Brief:
Please transcribe every record below exactly, leaving out the pictures.
[[ Records for processing, beginning ]]
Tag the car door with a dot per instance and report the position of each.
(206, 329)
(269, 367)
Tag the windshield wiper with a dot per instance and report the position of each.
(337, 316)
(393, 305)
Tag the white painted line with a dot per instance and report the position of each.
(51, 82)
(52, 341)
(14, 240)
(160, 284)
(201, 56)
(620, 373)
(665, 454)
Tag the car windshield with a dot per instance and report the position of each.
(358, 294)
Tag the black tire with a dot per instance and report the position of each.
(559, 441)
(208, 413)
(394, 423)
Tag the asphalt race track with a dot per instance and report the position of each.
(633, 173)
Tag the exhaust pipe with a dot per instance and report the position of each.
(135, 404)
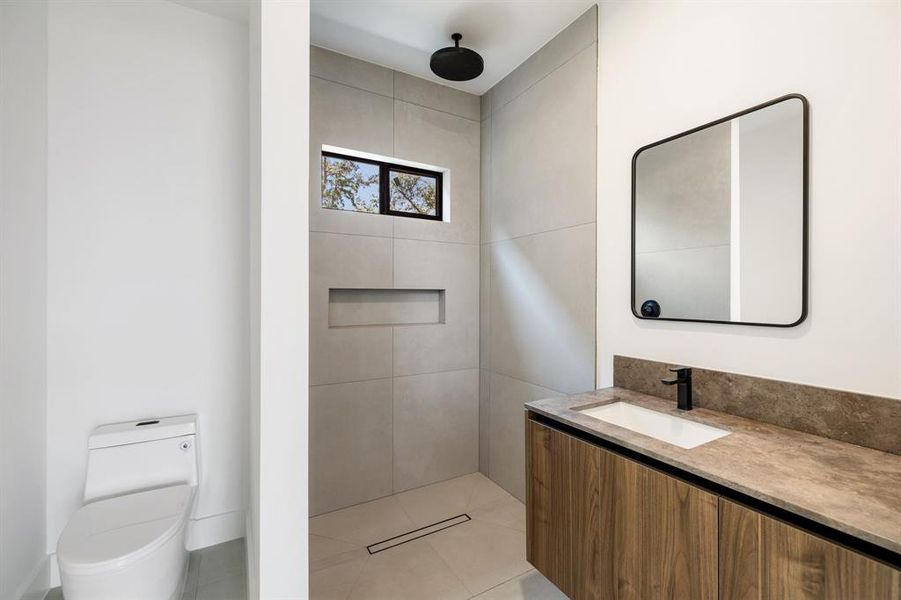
[[ Records for processing, end ]]
Output below:
Tag the car door with a dot per instance and report the position of each.
(206, 329)
(269, 367)
Tag the windshield wiper with a dot per instance and report the position of each.
(337, 316)
(393, 305)
Tag the white painted line with a dot per instance and report the position of each.
(51, 82)
(52, 341)
(14, 240)
(160, 284)
(201, 56)
(620, 373)
(665, 454)
Tag the car windshield with a dot per instance and report the position of each.
(358, 294)
Tag the black tire with a dot per instance and report the position of each.
(559, 441)
(208, 413)
(394, 423)
Tag the asphalt race track with a dot per instance and report the position of each.
(633, 173)
Tag the exhaust pipe with a dot per instance and report the position of each.
(135, 404)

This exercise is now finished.